That was the only fact
everybody seemed to agree on. The guy who shot him was
either a drug dealer or a jealous lover or pimp
connected to Doreen, Nat's brilliant white girlfriend, a
prostitute and junkie. Nat had either been yelling at
Doreen or slapping her around or both. The shooting
wasn't supposed to have happened--Nat was too smart, too
generous, too self-disciplined--and yet it seemed fated.
Everybody who knew him was shocked; nobody was
surprised. Nat Riddles would go get himself shot, and
disappear. He'd
be back. He always came back, after the stories people
told had had a chance to swell and ripen. |
Some Sunday afternoon when the jam session was flying
high he'd shoulder back through the swinging doors of Dan Lynch,
flash his dazzling smile, bear-hug ten or twelve dear old
friends, yell out to Chuck Hancock on the bandstand, kiss Karola
and Diana at the bar—"I love it!" he'd say as a cold
Heineken found its way into his hand, "I love
it!"—and stand there beaming as Chuck's alto sax screamed,
honked, and snarled. Nat was back! He'd been president of the
student government at Long Island University, a Tae Kwon Do
adept, a trophy-winning disco dancer, a graphic artist at Pratt.

◆ STATED TASK 1:
In the excerpt about Nat Riddles, where had Nat been president of the student government?
The listing has no connection to the excerpt about Nat Riddles.

◆ RECORDS FOR THE EXERCISE:
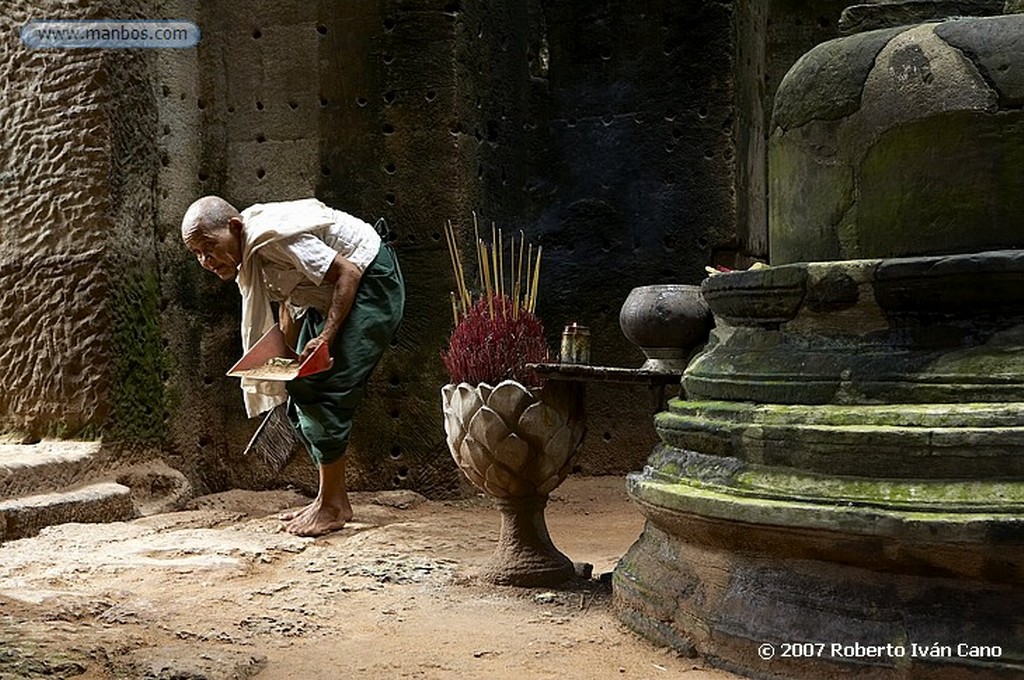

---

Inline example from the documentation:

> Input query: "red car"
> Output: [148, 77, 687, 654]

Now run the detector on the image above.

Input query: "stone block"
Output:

◆ STATED TASK 2:
Could you rewrite the listing above, changing "Output" to "Result" everywhere and keeping everything else the same, but without the pictures?

◆ EXERCISE RESULT 1:
Long Island University.

◆ EXERCISE RESULT 2:
---

Inline example from the documentation:

> Input query: "red car"
> Result: [148, 77, 687, 654]

Now run the detector on the image above.

Input query: "stone block"
Result:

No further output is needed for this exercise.